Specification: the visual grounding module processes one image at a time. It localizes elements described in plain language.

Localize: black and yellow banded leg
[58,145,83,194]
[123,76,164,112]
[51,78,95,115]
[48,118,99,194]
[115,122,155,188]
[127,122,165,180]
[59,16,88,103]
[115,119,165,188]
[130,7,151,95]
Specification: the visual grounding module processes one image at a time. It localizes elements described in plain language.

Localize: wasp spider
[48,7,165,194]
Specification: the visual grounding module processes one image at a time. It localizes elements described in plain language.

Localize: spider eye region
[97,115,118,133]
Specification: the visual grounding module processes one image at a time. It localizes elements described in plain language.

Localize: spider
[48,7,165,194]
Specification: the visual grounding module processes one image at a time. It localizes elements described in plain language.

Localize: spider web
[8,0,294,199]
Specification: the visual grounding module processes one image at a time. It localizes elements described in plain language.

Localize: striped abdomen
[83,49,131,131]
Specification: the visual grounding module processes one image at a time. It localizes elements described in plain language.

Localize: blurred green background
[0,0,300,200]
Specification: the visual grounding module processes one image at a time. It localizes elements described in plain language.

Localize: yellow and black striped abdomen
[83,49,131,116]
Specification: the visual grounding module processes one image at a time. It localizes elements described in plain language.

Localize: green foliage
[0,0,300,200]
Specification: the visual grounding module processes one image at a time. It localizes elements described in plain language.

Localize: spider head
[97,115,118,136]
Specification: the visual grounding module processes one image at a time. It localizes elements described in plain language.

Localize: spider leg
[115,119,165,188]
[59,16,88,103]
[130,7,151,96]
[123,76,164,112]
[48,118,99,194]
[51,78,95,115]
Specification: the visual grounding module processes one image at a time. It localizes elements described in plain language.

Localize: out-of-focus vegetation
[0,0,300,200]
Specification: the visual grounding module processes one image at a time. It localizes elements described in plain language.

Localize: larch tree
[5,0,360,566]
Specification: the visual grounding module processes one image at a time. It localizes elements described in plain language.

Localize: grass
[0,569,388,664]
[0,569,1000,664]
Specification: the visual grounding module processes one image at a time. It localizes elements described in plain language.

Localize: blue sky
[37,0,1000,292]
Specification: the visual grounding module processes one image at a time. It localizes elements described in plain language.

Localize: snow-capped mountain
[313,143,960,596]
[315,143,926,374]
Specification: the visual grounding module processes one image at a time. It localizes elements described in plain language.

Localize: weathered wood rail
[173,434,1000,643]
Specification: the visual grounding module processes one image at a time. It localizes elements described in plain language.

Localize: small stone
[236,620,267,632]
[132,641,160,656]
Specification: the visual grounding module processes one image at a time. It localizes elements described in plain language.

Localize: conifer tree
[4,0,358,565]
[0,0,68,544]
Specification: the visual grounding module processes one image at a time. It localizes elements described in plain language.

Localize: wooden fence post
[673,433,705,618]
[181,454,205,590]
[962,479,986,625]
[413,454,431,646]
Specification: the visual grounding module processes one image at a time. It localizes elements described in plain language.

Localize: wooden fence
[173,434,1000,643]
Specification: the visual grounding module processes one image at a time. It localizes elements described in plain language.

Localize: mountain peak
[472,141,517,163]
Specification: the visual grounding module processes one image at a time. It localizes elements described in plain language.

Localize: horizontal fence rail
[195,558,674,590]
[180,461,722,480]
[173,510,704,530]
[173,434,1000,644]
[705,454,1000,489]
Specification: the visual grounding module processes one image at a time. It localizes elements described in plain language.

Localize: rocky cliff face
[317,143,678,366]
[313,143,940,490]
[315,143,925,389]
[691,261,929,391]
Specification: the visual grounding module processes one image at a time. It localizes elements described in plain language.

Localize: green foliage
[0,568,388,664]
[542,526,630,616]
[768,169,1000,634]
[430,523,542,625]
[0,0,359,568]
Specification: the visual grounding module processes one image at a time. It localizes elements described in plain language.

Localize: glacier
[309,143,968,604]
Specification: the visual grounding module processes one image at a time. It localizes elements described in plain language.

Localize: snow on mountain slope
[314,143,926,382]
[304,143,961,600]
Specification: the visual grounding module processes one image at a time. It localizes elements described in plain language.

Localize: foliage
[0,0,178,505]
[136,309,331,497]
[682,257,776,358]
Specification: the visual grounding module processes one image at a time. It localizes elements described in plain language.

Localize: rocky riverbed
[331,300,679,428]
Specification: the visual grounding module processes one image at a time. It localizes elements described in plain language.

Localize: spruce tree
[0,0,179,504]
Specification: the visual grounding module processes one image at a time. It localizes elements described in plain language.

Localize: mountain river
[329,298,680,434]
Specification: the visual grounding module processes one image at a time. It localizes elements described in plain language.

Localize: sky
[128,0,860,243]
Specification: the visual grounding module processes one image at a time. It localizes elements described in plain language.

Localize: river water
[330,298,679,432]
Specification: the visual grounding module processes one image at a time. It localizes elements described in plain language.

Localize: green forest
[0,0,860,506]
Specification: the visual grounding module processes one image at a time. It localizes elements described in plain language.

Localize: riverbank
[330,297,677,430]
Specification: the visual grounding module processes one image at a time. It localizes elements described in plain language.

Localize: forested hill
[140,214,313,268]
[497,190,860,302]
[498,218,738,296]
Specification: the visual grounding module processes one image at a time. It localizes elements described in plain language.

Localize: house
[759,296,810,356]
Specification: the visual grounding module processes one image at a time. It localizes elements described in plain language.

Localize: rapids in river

• **PROMPT**:
Report every line of the records that contains the word "rocky", copying each line in full. Case counts.

• **THE RESPONSE**:
Localize: rocky cliff face
Localize: rocky riverbed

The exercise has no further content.